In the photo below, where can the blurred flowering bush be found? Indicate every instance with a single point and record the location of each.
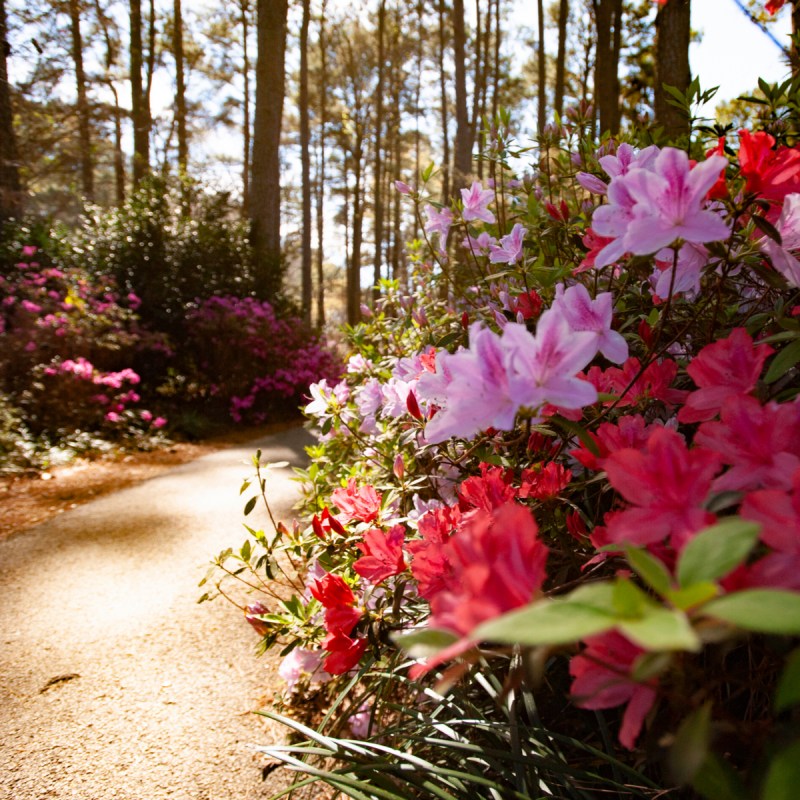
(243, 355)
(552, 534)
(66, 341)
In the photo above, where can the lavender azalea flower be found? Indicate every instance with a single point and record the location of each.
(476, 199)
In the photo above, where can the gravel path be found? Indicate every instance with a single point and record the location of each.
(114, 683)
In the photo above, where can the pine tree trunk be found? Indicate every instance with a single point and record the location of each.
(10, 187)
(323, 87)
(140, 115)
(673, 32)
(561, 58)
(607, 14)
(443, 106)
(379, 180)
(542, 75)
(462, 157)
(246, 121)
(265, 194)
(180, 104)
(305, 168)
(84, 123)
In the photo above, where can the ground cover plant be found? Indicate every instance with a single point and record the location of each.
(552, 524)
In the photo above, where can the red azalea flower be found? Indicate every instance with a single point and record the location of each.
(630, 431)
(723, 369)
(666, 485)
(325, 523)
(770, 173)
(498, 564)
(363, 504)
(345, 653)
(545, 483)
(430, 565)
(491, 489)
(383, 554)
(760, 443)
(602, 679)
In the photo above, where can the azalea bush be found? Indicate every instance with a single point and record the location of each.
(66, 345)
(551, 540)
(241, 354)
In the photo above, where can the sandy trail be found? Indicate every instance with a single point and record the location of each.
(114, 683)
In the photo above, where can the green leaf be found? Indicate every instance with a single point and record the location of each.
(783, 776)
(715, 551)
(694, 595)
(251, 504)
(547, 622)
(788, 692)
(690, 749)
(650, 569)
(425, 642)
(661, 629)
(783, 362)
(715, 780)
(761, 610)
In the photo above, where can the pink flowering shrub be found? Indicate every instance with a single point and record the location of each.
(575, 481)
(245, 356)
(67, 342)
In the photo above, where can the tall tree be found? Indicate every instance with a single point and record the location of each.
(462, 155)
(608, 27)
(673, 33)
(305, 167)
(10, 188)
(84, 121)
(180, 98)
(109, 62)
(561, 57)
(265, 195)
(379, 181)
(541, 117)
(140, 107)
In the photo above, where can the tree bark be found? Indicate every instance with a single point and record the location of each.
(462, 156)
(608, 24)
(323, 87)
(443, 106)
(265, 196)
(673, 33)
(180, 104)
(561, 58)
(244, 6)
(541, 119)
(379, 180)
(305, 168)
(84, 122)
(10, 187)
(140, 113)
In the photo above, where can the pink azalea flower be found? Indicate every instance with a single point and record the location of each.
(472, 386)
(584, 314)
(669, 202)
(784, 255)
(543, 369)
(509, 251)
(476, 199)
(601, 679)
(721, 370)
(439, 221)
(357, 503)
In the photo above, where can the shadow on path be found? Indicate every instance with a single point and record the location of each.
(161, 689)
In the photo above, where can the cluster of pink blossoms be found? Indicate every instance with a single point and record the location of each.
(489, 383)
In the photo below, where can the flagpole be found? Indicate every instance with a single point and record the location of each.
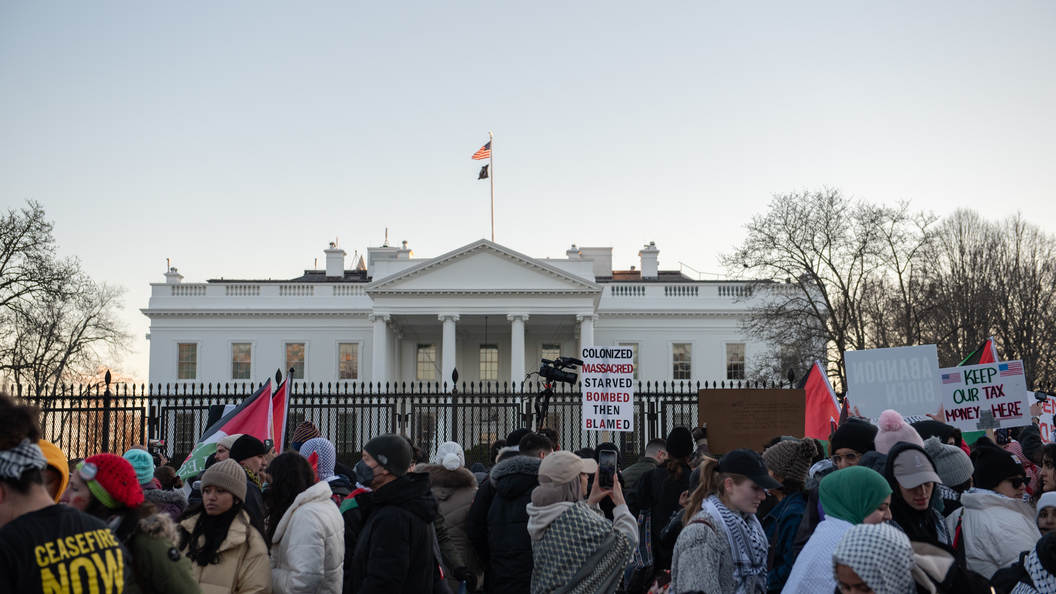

§ §

**EXERCISE DETAILS**
Reproduce verbatim every line starting at the line that holds "In the photo above, where can the tree" and ending with the final line of the data; omit the pictures.

**OUTPUT OF THE TASK**
In the photo above, where can the tree bark be found? Indicate every instance with a single point and record the location of each.
(462, 156)
(608, 24)
(323, 87)
(443, 106)
(265, 196)
(673, 33)
(180, 104)
(561, 58)
(244, 6)
(541, 119)
(379, 180)
(305, 168)
(84, 122)
(10, 187)
(140, 113)
In the photo above, where can the pink azalea flower be found? Indicate every instance with a single point and record the location of each.
(472, 386)
(584, 314)
(669, 202)
(784, 255)
(543, 369)
(509, 251)
(476, 199)
(601, 679)
(721, 370)
(439, 221)
(357, 503)
In the photo above, where can the shadow on path be found? Indicate every instance with a single point and record the location of each.
(161, 689)
In the photo above, where can the cluster of pink blossoms be found? Indicate every instance with a single point and record the location of each.
(489, 383)
In the photo below, where can the flagpole be found? Indicate every instance with a single point and record the location of each.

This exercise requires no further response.